[Opening Data for processing section]

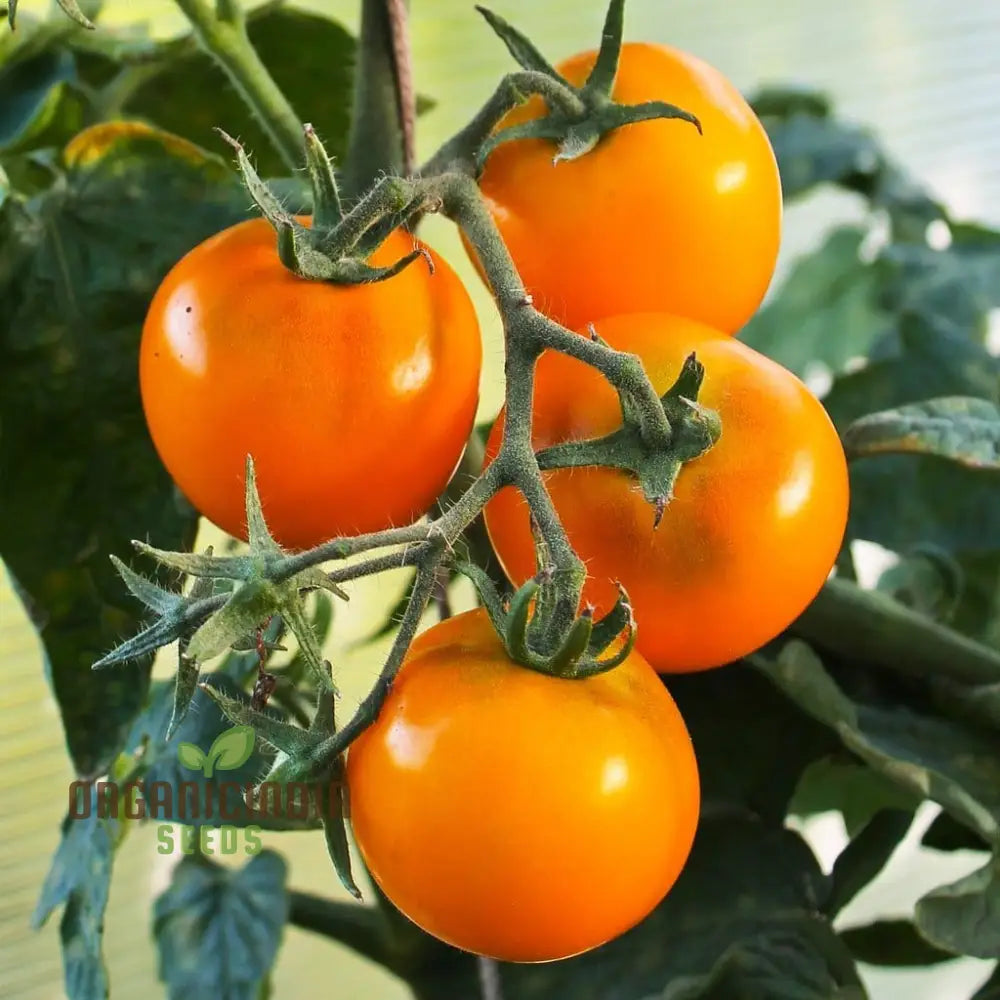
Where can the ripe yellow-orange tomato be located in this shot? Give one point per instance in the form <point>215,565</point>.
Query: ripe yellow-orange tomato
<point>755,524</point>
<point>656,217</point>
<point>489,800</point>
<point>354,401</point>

[Closing Data for processing section]
[Opening Data for processing section]

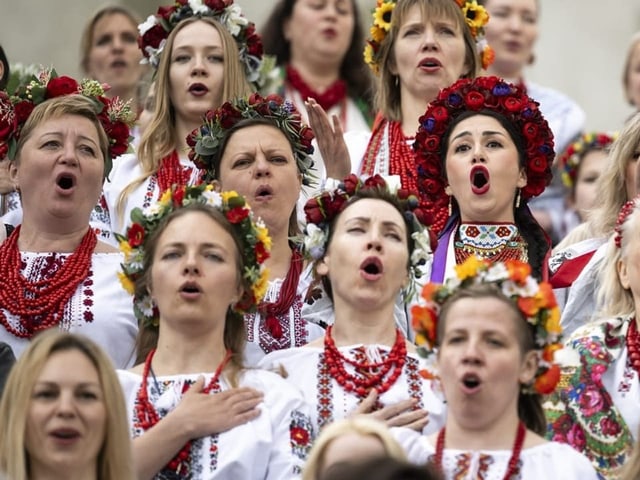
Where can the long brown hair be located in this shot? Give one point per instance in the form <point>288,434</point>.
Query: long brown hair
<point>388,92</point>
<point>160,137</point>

[Closing Data for processing section]

Task description: Some lines above contain the word "Where". Copy each of them.

Answer to the exercise:
Where can the ripe yellow-orange tomato be located in this shot? Give one point per instance in the form <point>215,565</point>.
Where can the long brown hair be located in this shot? Give one point per instance in the form <point>288,434</point>.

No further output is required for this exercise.